LISTED RECORDS Start Marker

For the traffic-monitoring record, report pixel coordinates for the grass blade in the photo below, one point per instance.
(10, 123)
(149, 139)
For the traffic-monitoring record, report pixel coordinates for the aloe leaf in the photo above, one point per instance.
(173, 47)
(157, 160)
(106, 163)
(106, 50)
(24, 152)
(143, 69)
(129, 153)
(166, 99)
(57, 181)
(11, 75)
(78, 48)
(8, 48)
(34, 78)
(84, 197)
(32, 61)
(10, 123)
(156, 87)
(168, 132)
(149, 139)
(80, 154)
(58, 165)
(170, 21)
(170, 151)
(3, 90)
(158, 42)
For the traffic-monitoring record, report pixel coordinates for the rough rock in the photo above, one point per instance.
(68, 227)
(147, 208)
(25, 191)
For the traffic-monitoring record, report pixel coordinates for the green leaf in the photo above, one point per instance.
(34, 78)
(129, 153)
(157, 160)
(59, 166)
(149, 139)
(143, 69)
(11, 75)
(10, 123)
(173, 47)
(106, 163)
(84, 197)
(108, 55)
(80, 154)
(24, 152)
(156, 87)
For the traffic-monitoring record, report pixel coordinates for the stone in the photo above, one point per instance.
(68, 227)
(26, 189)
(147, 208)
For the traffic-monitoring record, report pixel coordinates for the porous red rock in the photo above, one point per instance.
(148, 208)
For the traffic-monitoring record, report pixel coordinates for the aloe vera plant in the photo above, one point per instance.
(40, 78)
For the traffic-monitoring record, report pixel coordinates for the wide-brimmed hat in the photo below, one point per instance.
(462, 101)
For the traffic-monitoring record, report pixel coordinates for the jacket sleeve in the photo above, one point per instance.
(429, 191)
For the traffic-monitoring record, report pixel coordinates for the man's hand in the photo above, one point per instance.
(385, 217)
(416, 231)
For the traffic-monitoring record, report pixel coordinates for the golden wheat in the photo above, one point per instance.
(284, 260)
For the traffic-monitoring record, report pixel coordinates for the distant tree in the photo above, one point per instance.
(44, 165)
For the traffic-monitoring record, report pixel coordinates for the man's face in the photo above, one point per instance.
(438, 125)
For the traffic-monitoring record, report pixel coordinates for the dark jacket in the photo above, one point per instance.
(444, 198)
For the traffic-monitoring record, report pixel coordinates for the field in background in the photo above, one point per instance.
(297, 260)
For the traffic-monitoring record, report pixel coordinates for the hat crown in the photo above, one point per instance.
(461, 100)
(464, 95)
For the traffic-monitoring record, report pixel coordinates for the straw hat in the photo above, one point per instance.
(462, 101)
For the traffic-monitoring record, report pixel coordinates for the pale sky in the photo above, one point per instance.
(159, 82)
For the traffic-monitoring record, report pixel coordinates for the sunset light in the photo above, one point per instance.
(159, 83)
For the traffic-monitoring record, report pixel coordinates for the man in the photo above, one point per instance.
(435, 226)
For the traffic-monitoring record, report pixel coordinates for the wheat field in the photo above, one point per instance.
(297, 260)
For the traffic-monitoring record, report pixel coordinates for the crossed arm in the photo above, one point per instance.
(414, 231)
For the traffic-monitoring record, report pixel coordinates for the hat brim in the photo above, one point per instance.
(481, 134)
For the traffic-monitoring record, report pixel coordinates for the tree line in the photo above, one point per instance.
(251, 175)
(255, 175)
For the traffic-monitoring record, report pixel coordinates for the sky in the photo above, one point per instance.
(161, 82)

LISTED RECORDS End Marker
LISTED RECORDS Start Marker

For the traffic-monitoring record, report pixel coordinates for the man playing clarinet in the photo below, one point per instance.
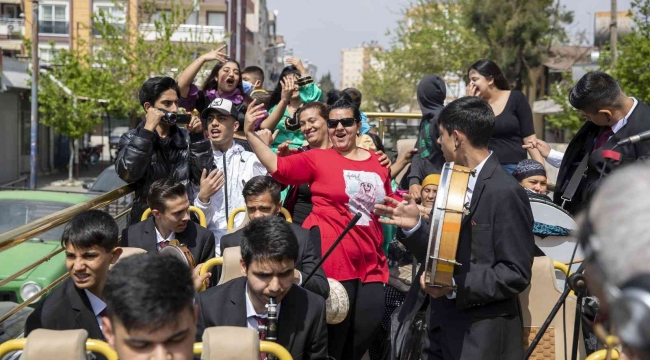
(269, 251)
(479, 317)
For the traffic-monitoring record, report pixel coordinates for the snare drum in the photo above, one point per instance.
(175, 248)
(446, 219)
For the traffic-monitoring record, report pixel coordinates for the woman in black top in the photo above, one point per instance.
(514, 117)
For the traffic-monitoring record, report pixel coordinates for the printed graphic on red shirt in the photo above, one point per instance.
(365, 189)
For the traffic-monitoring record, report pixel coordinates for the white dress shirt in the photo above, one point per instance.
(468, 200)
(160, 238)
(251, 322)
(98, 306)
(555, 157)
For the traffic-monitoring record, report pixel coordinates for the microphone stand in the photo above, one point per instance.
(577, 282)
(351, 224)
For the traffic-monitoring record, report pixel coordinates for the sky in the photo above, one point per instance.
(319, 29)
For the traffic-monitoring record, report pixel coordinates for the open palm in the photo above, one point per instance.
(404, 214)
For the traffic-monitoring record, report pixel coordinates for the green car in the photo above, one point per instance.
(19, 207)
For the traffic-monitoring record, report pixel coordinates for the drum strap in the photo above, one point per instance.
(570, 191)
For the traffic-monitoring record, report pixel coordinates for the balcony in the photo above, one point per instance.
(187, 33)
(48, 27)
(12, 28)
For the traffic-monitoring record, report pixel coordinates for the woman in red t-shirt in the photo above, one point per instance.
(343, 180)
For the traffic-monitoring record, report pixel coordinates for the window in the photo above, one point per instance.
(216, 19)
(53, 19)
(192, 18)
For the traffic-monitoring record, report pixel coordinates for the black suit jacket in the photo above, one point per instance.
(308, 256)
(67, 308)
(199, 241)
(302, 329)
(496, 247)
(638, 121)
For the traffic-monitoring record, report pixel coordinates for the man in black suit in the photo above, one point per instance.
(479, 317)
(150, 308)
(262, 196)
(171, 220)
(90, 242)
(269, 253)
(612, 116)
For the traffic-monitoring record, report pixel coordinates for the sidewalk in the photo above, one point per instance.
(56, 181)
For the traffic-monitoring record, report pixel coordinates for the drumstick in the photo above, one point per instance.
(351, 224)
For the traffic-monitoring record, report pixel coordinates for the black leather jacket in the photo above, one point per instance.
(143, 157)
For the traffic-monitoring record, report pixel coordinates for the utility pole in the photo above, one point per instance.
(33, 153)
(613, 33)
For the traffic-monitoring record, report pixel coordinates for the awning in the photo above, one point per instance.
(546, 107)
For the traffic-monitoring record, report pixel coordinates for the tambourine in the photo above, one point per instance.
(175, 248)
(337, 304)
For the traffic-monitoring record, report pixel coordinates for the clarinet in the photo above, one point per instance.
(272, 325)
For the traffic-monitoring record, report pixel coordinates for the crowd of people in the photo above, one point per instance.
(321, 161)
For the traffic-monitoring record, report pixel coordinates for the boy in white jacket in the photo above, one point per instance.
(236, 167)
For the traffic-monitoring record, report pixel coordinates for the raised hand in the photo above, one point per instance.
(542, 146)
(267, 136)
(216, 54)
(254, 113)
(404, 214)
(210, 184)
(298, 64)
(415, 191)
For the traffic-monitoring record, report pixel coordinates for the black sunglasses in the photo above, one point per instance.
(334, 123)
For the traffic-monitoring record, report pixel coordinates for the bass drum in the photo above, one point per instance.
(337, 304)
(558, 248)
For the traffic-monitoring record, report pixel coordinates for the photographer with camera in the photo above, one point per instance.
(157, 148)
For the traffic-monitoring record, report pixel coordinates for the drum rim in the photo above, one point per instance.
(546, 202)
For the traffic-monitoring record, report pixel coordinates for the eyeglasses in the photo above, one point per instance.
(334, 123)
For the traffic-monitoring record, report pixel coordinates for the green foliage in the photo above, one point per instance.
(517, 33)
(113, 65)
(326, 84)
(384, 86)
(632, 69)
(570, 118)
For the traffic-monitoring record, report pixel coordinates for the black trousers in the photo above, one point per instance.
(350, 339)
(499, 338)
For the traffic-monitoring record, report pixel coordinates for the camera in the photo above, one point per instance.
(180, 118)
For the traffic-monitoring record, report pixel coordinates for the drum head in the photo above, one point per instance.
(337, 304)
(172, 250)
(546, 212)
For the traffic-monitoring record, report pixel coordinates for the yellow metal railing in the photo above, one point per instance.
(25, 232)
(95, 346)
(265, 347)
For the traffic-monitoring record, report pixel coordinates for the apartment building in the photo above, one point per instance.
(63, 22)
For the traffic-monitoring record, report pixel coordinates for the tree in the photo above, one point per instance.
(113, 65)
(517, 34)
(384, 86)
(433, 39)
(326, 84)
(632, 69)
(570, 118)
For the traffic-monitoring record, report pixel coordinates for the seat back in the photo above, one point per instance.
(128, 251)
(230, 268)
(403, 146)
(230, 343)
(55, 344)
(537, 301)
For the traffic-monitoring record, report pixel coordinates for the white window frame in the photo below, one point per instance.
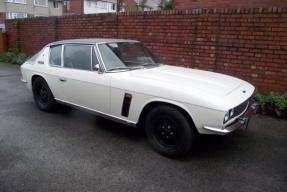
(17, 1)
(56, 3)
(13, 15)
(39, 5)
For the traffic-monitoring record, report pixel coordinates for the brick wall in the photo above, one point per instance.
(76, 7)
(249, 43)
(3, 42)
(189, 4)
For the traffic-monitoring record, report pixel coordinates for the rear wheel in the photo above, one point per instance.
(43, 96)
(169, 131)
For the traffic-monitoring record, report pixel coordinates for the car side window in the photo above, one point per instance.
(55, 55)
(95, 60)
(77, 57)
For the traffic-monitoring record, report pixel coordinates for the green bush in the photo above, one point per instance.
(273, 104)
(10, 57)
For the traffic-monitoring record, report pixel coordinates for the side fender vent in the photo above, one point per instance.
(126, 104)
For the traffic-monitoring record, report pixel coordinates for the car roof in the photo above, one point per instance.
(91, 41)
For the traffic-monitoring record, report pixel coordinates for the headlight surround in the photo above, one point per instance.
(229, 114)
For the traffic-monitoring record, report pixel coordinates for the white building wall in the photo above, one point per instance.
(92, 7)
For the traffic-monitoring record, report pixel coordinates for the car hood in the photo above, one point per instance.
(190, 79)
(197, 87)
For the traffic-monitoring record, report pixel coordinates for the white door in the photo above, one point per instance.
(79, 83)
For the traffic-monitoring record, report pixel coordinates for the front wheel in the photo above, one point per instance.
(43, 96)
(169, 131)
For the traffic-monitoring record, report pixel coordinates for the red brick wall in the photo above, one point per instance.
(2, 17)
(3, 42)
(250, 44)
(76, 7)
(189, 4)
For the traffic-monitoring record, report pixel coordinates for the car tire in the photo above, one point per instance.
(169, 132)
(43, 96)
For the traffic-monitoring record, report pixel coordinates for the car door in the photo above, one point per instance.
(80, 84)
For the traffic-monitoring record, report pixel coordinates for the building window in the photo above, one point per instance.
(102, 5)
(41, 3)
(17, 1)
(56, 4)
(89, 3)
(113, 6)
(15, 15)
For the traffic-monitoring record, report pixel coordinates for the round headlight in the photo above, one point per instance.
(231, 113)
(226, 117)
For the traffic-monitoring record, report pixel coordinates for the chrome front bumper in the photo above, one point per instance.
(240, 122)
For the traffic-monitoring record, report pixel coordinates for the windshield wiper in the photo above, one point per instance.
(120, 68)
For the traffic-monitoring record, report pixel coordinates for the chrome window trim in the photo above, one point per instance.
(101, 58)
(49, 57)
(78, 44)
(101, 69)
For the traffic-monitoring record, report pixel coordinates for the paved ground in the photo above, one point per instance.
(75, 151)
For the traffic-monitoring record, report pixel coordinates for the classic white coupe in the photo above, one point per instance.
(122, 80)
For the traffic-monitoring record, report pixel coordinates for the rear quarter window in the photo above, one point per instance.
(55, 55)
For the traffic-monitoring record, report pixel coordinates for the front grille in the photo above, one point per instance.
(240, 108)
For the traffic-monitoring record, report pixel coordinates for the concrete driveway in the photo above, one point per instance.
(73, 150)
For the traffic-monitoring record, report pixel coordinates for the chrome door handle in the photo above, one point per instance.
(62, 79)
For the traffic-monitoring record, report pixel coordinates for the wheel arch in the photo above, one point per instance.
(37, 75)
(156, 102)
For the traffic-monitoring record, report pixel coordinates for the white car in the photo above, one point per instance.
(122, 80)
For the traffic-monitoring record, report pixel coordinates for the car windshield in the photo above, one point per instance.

LISTED RECORDS End Marker
LISTED RECORDS Start Marker

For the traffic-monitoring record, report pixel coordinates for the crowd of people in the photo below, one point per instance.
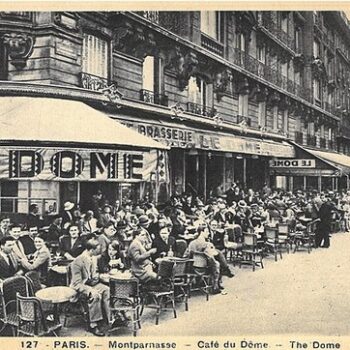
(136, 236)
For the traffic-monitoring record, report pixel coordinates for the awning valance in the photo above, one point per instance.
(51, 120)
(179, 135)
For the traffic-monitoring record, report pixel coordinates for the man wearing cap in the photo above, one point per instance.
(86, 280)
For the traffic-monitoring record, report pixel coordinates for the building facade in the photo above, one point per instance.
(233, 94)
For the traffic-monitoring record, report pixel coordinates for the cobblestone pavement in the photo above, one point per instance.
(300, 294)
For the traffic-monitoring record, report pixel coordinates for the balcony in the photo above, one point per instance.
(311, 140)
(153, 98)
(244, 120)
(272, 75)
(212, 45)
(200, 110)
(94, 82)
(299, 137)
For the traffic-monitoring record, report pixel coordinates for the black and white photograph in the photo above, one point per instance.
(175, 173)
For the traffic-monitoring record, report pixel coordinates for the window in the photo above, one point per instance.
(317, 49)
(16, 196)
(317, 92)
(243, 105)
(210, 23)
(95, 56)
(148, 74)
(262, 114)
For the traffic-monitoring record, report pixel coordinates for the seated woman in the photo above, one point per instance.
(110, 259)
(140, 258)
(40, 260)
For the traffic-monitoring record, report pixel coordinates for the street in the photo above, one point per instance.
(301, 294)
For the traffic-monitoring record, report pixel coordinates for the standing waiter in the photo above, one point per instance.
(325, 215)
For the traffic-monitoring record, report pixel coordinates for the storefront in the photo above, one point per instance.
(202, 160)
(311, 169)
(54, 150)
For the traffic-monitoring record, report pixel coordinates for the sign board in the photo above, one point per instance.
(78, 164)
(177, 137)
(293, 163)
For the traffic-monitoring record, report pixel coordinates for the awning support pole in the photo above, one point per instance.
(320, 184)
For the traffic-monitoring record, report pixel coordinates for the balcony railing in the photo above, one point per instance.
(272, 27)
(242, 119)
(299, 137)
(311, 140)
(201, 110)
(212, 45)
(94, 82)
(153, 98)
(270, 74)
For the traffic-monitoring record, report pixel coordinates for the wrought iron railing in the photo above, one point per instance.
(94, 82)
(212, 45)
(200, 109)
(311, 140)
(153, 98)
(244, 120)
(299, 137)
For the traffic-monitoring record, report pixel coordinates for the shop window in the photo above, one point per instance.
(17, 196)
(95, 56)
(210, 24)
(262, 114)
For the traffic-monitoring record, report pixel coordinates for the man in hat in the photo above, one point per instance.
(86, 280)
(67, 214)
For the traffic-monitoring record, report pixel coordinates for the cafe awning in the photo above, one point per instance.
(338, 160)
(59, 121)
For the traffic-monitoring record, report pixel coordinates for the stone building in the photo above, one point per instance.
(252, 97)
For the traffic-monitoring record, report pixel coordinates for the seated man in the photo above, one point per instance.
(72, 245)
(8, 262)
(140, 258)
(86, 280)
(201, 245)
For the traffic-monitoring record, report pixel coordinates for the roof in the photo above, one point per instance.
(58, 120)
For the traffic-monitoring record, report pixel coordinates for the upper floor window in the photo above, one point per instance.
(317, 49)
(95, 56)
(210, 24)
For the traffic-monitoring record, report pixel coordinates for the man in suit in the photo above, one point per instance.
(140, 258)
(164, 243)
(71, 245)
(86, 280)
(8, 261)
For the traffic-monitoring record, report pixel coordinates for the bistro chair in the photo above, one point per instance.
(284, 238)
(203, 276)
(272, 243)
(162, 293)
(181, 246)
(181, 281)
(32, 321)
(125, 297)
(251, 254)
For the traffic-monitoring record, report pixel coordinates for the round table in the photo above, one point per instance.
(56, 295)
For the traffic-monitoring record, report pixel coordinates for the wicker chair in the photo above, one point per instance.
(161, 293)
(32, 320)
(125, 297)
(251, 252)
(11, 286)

LISTED RECORDS End Marker

WHAT IS REQUIRED:
The output should be exactly the lines above from the line containing "the building window" to the line containing "the car windshield", inclusive, with no other lines.

YOUR RESPONSE:
For the traffic-monitoring record, report pixel coordinates for the building window in the photo above, one point per instance.
(102, 5)
(41, 3)
(17, 1)
(56, 4)
(89, 3)
(113, 6)
(15, 15)
For the traffic-monitoring record, report pixel coordinates for the round headlight in the photo above, one point per instance.
(231, 113)
(226, 117)
For the traffic-monitoring record, report pixel coordinates for the chrome front bumper in the photo above, one point per instance.
(240, 122)
For the traffic-monitoring record, report pixel coordinates for the windshield wiper in the photo above, one point per instance.
(120, 68)
For the traffic-monitoring record, report pixel coordinates for the chrome window trim in the photo above, one point per instance.
(101, 58)
(49, 57)
(78, 44)
(101, 69)
For the traffic-monitoring record, report pixel coordinates for the paved ground in the photo above, one point per instance.
(75, 151)
For the traffic-monitoring record, report pixel coordinates for the classic white coupe in the photo above, one point per instance.
(122, 80)
For the traffic-monitoring record, report pixel coordinates for the rear quarter window in the photo above, one point per instance.
(55, 55)
For the traffic-monitoring record, report pixel coordinates for the front grille in the photo above, one point per instance.
(240, 108)
For the traffic-monitoring record, report pixel coordinates for the concrete driveway in the photo above, one point per instance.
(73, 150)
For the traffic-monitoring record, report pixel coordinates for the chrome door handle in the photo above, one point per instance.
(62, 79)
For the traffic-monitoring record, report pixel coordinates for the wheel arch in the photo above, one point per instance.
(37, 75)
(156, 102)
For the traffic-monitoring record, report pixel coordinates for the white car in the photo above, one point per instance.
(122, 80)
For the traffic-monitoring record, report pixel coordinates for the car windshield in the photo above, one point per instance.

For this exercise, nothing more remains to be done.